◆ WHAT THIS TASK INVOLVES: Should a picture appear anywhere in the data, omit it and copy everything else exactly.

◆ RECORD EXTRACTS:

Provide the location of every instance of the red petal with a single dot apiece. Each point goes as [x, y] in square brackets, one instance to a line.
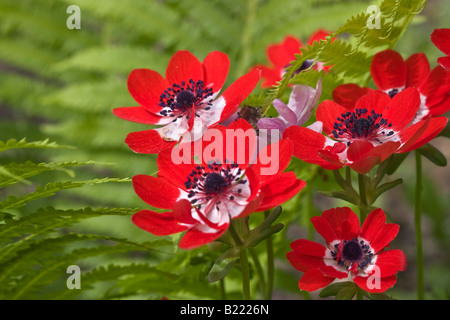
[235, 143]
[444, 62]
[138, 114]
[313, 280]
[333, 272]
[417, 70]
[347, 94]
[343, 221]
[307, 143]
[157, 192]
[183, 66]
[273, 159]
[402, 109]
[364, 156]
[375, 100]
[441, 39]
[436, 86]
[271, 76]
[216, 66]
[147, 141]
[391, 262]
[306, 255]
[159, 224]
[174, 166]
[182, 211]
[385, 235]
[440, 108]
[281, 188]
[318, 35]
[372, 224]
[238, 91]
[324, 228]
[375, 285]
[146, 86]
[388, 70]
[194, 238]
[420, 133]
[327, 112]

◆ SOLUTION FOR THIS PROBLEM:
Provide the location of every instance of the red petal with a single dot apiece. Each point goes as [x, y] in square brackets, one instance to a line.
[235, 143]
[444, 62]
[138, 114]
[313, 280]
[333, 272]
[417, 70]
[347, 94]
[343, 221]
[307, 143]
[157, 192]
[183, 66]
[273, 159]
[402, 109]
[364, 156]
[375, 100]
[441, 39]
[436, 86]
[271, 76]
[216, 66]
[147, 141]
[391, 262]
[306, 255]
[159, 224]
[174, 166]
[182, 211]
[385, 235]
[440, 108]
[281, 188]
[318, 35]
[372, 224]
[238, 91]
[324, 228]
[375, 285]
[146, 86]
[388, 70]
[194, 238]
[420, 133]
[327, 112]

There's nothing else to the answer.